> _Exercise prompt_
Your output is the line containing "Where can the carved" plus all lines after it to the end of the records, reproduced exactly, with nothing else.

> _Dataset records_
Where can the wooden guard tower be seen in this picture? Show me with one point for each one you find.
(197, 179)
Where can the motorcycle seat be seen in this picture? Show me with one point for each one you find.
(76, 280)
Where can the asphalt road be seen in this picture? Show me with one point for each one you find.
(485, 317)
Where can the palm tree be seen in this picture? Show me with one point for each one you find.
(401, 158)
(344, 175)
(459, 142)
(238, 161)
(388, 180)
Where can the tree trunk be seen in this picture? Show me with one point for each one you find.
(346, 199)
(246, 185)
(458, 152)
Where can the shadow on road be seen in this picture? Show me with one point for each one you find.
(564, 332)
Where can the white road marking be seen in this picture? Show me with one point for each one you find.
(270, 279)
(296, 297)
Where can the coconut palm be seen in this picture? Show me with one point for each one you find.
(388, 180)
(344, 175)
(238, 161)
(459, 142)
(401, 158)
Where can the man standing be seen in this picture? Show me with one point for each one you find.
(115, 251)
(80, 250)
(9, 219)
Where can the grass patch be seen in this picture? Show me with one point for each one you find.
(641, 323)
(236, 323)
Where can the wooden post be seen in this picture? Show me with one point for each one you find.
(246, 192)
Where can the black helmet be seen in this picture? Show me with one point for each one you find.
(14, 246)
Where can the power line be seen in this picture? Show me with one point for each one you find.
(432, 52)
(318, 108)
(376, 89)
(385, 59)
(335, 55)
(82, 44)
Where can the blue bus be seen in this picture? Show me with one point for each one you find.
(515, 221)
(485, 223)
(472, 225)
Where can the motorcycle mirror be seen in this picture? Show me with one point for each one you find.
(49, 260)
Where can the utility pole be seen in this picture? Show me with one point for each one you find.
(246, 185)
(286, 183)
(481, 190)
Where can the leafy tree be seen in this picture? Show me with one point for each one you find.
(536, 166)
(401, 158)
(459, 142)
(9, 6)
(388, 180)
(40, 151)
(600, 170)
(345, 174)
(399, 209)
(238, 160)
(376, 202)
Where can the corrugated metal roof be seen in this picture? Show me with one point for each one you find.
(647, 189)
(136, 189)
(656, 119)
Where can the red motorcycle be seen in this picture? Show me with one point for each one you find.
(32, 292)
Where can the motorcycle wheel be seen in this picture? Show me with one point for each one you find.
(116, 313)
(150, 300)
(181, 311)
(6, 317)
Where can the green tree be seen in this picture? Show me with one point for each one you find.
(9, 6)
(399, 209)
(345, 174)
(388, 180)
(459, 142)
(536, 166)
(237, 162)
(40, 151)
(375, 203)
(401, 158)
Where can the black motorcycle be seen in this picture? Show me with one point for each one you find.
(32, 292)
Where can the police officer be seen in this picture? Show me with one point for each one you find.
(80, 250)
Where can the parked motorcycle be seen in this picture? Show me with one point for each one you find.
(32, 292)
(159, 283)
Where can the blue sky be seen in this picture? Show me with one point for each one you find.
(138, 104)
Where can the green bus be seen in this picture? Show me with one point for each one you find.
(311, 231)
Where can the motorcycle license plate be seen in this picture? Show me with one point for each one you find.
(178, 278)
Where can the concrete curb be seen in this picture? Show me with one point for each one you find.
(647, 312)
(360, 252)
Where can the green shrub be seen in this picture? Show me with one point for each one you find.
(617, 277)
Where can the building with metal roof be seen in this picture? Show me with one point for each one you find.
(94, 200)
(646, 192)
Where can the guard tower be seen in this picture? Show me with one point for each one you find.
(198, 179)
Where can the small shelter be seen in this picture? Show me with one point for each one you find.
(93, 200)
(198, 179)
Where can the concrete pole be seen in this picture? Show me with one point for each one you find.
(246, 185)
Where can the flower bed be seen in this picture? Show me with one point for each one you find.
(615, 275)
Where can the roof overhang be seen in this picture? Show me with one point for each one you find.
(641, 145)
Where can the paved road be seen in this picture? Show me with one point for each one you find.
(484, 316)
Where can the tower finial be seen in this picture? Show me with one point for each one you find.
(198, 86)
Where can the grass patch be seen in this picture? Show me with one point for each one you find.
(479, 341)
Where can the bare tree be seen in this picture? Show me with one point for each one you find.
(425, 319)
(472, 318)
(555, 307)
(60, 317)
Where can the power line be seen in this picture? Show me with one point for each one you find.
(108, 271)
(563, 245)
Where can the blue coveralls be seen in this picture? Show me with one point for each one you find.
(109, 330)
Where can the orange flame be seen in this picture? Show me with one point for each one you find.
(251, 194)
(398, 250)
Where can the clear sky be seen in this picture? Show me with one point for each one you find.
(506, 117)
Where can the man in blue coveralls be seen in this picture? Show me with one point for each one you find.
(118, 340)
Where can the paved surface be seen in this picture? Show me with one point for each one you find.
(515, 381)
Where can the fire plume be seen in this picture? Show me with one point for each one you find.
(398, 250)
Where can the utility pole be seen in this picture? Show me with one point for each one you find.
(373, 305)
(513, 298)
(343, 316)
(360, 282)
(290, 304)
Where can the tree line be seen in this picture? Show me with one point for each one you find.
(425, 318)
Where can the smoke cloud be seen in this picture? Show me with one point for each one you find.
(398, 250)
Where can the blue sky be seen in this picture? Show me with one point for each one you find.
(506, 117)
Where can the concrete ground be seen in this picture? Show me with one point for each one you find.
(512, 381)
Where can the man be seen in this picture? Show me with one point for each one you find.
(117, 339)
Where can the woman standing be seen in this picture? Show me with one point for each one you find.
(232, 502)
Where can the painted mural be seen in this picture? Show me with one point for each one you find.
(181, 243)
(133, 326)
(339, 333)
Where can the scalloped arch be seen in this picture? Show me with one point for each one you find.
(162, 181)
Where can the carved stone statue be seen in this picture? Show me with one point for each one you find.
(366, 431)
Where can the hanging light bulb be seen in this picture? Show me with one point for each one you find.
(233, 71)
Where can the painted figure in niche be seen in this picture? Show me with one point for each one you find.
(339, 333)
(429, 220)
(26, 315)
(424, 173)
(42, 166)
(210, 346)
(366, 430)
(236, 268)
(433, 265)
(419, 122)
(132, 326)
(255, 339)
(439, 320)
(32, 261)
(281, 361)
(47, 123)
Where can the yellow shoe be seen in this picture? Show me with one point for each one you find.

> _Worked answer_
Where can the carved stone statue be seen in this picture? Show me with one point for each one you find.
(366, 431)
Where can the hanging light bulb be seen in this picture? Show me with one point for each one you find.
(233, 71)
Where can the painted figure in niche be seen in this picture? Show me with one point for each one you find.
(339, 333)
(429, 220)
(26, 315)
(424, 173)
(42, 166)
(210, 346)
(366, 430)
(236, 268)
(433, 265)
(419, 122)
(132, 326)
(255, 339)
(439, 320)
(32, 261)
(281, 361)
(47, 123)
Where can the yellow shoe be seen in this picture? Show me with one point for each one you find.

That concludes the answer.